## [FRAGEN]
- A) Was wurde im Text über Inklusion nach der Geburt des Sohnes als Erstes geraten?
- B) Schreiben Sie einen Abschnitt aus dem Text über Inklusion genau ab. Beginnen Sie bei den Worten „Was, wenn man immer“ und hören Sie nach den Worten „sehe ich anders.“ auf.

## [VORLIEGENDER TEXT]
--------
Ich frage mich, wie ich mich entwickelt hätte, wenn ständig Leute gesagt hätten, dass man auch solche Leute wie mich lieben und integrieren sollte? Oder kann? Oder muss? Oder, wenn meine Eltern in meiner Gegenwart regelmäßig von ihrem Schock nach meiner Geburt erzählt hätten? Oder, wenn überhaupt regelmäßig in meiner Gegenwart über mich geredet worden wäre, als ob ich nichts verstehen würde? Wie hätte ich mich entwickelt, wenn mich in meinem Leben viel zu wenig Leute in Gespräche und Aktivitäten mit einbezogen hätten und mir selten etwas zugetraut hätten? Was wäre aus mir geworden, wenn ich ab der vierten Lebenswoche von Therapeut zu Therapeut geschleift worden wäre, um mich noch besser und schneller zu entwickeln? Und wie wäre ich aufgewachsen, wenn die meisten Leute, die mir im Leben begegnet sind, ängstlich oder unsicher gewesen wären? Wenn sie nicht gewusst hätten, was sie mir gegenüber hätten sagen können oder wie sie sich mir gegenüber zu verhalten hätten? Wo wäre ich wohl jetzt, wenn andauernd meine Eigenständigkeit durch permanente Vorsicht oder Misstrauen blockiert worden wäre? Was, wenn ich nicht wie alle anderen in einen Regelkindergarten oder auf eine Regelschule hätte gehen dürfen? Was, wenn man gewollt hätte, dass ich mich sterilisieren lasse, um keine Kinder (solche wie mich!) zu bekommen?
Was, wenn man immer angenommen hätte, ich wäre nicht verletzt, da ich immer so ein Sonnenschein bin?

Inklusion ist keine gute Sache, sie ist selbstverständlich

Das Erste, was mir nach der Geburt unseres Sohnes geraten wurde, war: „Nehme Kontakt auf zu anderen Eltern mit behinderten Kindern!“ Relativ häufig kann man auch Aussagen lesen wie „Ein Kind mit Behinderung erweitert den Horizont.“. Das sehe ich anders.
--------
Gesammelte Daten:
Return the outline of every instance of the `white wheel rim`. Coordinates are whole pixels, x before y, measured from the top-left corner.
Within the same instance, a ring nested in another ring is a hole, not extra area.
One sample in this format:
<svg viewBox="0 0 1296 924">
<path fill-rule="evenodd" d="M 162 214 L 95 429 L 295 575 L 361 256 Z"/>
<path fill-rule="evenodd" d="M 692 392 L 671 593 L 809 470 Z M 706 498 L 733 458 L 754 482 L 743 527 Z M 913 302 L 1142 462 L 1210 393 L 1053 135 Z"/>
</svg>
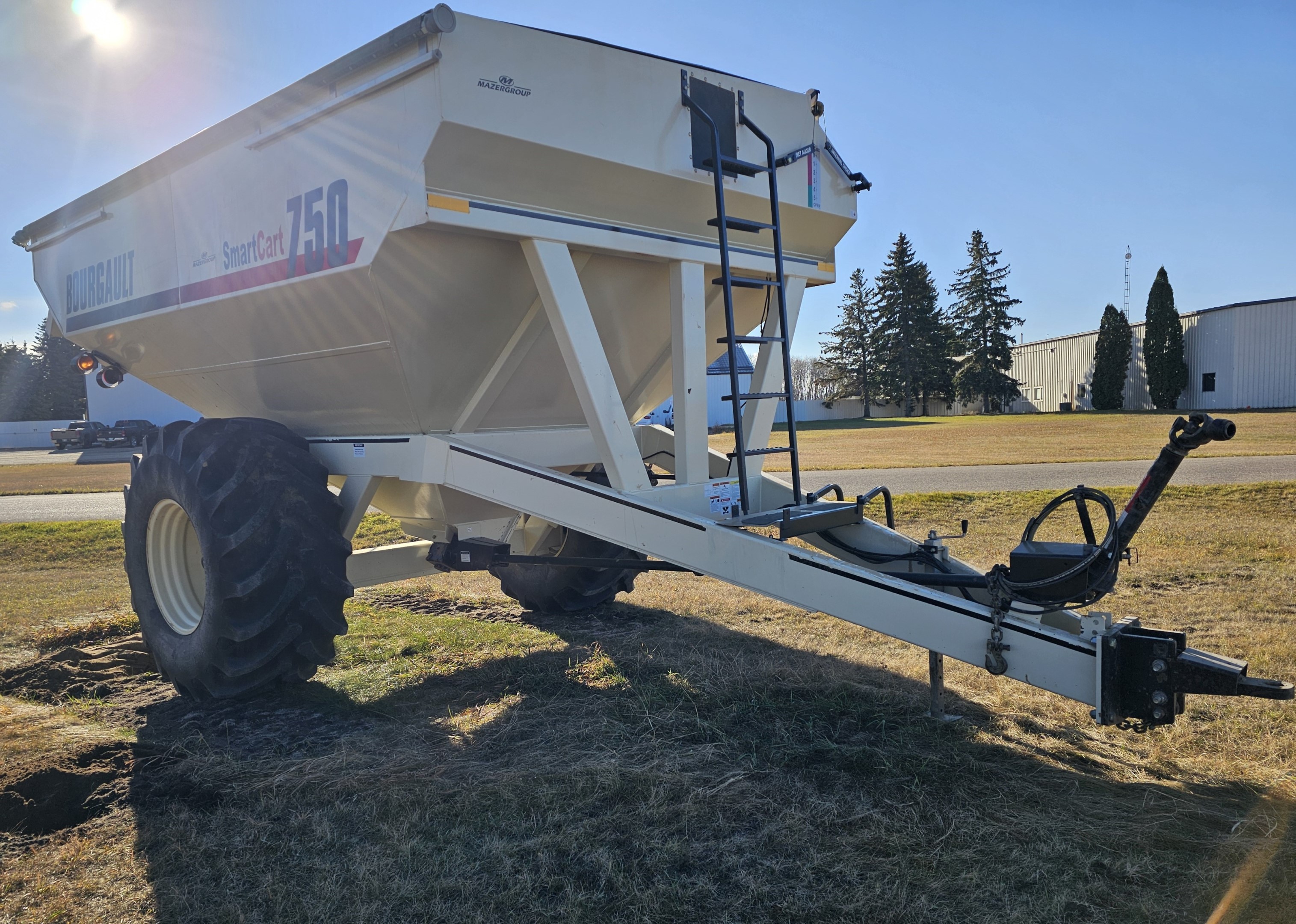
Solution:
--------
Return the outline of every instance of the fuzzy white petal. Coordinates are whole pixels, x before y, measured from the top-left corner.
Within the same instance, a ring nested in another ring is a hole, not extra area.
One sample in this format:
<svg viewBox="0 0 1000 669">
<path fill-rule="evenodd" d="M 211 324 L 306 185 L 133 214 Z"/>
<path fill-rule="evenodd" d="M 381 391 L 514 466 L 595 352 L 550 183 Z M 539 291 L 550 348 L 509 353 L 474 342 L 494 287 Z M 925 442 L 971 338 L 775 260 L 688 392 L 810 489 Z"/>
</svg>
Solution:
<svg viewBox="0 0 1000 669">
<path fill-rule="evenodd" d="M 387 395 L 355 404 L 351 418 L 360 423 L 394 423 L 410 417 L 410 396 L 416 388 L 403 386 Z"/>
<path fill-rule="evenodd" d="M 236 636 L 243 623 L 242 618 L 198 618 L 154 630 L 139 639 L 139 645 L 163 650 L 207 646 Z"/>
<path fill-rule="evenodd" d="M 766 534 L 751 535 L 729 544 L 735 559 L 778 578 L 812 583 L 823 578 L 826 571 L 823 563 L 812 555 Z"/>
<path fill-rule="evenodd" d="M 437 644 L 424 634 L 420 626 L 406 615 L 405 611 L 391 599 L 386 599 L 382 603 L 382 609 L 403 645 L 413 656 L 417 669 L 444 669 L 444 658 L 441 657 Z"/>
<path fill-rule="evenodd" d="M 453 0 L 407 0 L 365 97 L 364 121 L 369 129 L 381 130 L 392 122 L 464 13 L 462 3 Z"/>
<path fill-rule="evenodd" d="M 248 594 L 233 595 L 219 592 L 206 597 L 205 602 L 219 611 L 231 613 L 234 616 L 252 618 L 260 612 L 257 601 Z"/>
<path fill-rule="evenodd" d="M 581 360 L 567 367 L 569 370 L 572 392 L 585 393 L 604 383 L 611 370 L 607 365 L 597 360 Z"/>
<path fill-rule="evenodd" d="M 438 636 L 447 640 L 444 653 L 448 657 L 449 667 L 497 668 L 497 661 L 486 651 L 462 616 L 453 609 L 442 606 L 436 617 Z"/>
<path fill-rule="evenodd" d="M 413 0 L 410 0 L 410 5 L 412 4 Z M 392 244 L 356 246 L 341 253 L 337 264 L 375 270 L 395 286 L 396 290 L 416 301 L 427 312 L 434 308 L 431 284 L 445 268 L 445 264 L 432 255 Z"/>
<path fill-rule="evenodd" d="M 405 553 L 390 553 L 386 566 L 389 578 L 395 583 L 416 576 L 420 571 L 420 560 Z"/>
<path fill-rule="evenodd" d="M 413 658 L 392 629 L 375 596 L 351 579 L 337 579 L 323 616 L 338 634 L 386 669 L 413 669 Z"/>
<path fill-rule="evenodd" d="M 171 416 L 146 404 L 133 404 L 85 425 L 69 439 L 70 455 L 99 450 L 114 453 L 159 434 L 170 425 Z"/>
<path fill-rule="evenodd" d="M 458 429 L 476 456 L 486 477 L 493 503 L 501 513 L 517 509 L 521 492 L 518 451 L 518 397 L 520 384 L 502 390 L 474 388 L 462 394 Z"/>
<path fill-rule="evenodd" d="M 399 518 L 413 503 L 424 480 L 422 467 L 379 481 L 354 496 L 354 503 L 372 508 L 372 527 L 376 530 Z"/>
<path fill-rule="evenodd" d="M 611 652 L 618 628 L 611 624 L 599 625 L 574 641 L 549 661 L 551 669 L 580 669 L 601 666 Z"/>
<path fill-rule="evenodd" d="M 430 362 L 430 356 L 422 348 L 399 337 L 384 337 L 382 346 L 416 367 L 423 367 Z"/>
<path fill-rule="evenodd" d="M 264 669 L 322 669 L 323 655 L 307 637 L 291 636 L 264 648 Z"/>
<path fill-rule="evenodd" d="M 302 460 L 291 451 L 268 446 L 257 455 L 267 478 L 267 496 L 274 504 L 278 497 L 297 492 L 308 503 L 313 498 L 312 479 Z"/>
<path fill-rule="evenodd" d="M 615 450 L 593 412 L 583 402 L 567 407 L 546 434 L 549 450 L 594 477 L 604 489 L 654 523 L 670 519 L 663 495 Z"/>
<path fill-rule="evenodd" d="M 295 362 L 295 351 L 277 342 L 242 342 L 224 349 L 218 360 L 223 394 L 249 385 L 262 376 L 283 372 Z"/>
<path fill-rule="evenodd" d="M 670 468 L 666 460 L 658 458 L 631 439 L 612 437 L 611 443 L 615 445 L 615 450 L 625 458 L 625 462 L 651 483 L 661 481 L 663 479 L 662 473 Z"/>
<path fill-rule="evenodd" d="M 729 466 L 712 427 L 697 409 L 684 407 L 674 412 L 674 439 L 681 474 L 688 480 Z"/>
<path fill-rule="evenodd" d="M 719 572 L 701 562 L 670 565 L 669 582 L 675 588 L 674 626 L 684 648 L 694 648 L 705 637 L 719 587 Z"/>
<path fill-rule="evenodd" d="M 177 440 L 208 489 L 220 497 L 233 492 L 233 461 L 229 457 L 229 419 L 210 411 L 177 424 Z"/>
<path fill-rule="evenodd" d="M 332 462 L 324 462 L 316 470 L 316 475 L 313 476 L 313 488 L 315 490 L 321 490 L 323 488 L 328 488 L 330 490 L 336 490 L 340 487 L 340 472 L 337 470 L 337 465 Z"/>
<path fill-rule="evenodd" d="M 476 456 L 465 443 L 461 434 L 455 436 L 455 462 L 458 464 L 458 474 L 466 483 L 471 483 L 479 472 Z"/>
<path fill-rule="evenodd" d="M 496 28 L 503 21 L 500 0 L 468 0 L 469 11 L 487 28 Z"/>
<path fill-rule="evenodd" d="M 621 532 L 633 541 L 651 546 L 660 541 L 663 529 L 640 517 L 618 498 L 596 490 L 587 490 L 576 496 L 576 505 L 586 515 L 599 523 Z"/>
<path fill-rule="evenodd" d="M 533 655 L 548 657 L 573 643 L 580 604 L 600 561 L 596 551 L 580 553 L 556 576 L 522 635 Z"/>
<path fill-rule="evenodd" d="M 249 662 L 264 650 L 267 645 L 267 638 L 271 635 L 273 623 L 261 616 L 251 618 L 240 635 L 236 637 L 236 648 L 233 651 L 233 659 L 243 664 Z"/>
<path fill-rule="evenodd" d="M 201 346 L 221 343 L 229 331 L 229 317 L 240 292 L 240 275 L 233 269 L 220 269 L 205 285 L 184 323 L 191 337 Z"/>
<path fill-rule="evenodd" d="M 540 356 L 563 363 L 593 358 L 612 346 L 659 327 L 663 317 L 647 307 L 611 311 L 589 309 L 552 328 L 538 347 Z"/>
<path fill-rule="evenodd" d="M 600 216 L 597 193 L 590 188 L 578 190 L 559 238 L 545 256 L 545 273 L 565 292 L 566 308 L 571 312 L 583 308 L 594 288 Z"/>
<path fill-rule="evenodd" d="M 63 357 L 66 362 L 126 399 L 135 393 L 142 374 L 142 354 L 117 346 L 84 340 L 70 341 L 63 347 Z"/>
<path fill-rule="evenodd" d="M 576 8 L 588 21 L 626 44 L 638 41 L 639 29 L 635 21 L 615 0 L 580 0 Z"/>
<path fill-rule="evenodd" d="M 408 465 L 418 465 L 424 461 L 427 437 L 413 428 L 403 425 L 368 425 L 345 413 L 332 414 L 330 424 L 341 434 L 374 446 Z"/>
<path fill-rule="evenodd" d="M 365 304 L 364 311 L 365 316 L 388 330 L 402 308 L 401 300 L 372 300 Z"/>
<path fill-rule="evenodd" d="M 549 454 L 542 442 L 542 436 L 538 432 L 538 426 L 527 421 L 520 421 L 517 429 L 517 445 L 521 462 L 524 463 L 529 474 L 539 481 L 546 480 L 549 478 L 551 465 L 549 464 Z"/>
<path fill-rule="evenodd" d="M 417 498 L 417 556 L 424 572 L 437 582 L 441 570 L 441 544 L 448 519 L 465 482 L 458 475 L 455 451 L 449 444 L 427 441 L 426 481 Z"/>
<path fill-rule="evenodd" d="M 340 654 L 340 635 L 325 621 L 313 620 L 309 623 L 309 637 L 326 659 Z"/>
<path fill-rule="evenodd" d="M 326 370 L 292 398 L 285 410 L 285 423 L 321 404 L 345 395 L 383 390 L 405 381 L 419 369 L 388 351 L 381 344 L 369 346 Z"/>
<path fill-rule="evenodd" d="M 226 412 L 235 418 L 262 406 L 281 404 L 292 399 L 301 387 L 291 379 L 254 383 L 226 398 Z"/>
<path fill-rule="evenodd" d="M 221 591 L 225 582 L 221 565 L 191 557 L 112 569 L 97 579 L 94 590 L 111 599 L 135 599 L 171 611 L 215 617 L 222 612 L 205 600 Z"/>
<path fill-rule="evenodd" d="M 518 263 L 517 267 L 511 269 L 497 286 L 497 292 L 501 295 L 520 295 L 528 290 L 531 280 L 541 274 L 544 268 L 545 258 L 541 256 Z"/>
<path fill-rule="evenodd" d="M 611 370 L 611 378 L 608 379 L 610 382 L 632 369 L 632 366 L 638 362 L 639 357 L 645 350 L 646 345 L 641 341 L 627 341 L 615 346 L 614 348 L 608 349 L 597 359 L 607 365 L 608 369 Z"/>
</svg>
--------
## [ANTWORTEN JE AUFGABE]
- A) Als Erstes wurde geraten, Kontakt zu anderen Eltern mit behinderten Kindern aufzunehmen.

- B)
Was, wenn man immer angenommen hätte, ich wäre nicht verletzt, da ich immer so ein Sonnenschein bin?

Inklusion ist keine gute Sache, sie ist selbstverständlich

Das Erste, was mir nach der Geburt unseres Sohnes geraten wurde, war: „Nehme Kontakt auf zu anderen Eltern mit behinderten Kindern!“ Relativ häufig kann man auch Aussagen lesen wie „Ein Kind mit Behinderung erweitert den Horizont.“. Das sehe ich anders.